PROBLEM DETAILS:
Scan the records below. Copy every line in which the word "star" appears.

TASK DATA:
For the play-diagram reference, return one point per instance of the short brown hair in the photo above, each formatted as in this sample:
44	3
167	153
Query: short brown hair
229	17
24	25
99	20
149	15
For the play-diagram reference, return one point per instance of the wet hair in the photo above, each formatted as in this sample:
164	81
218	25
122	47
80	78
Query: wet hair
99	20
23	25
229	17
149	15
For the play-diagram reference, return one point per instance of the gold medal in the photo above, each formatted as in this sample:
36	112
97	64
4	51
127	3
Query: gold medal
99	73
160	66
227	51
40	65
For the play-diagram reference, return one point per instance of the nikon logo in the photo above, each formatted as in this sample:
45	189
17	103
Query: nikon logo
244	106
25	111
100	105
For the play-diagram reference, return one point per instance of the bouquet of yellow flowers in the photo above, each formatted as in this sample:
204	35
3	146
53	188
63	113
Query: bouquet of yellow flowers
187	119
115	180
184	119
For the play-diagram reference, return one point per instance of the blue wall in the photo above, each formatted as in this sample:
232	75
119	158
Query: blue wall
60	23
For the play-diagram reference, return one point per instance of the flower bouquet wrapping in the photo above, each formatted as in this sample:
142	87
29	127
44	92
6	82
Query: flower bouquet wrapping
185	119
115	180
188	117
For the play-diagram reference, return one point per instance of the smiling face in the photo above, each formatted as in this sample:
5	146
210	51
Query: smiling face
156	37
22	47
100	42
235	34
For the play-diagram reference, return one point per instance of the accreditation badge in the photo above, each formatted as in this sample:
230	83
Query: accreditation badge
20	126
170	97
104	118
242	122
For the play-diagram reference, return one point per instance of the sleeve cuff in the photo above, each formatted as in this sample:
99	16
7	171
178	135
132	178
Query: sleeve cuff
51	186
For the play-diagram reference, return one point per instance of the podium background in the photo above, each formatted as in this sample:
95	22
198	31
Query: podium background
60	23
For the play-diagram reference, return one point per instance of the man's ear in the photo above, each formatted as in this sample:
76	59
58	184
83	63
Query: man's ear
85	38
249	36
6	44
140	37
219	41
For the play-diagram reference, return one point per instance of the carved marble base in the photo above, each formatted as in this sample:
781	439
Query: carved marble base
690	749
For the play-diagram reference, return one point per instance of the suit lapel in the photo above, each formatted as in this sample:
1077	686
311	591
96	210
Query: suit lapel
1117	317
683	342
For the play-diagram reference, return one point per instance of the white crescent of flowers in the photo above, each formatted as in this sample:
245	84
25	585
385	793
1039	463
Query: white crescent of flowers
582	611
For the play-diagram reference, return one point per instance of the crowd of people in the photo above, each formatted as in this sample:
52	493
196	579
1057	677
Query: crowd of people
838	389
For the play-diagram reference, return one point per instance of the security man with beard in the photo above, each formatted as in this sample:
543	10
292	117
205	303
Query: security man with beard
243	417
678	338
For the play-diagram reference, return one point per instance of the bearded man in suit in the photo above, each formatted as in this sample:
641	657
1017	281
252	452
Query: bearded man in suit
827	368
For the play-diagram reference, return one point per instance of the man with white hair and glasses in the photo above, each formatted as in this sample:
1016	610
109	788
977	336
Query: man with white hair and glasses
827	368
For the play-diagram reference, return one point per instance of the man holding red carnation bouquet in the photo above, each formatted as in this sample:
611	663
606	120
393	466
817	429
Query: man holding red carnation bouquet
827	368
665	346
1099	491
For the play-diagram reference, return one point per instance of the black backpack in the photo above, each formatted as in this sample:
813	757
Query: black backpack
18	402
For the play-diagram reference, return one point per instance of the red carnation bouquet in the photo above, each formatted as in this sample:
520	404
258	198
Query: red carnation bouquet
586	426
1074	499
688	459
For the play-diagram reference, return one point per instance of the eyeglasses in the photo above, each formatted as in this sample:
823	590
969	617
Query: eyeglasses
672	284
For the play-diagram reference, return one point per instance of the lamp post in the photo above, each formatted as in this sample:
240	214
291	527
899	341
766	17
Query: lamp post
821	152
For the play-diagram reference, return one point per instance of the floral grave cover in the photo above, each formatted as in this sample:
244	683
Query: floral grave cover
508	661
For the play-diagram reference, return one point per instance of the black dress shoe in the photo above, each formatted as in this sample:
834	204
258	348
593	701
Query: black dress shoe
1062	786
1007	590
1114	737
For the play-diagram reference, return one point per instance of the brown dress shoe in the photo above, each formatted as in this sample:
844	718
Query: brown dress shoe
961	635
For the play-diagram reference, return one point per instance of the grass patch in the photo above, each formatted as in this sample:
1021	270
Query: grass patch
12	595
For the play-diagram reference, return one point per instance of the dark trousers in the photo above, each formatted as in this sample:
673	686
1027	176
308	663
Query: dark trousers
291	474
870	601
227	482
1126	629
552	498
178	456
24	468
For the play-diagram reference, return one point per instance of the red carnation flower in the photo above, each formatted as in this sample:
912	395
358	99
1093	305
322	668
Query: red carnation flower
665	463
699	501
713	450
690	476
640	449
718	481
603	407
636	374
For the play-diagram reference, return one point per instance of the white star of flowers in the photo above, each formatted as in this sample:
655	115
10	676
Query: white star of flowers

ANSWER TO THIS EXERCISE:
For the play-diagram reference, return one point per instance of the white star of flowers in the photo above, each formatted as in this sample:
Query: white star of flowers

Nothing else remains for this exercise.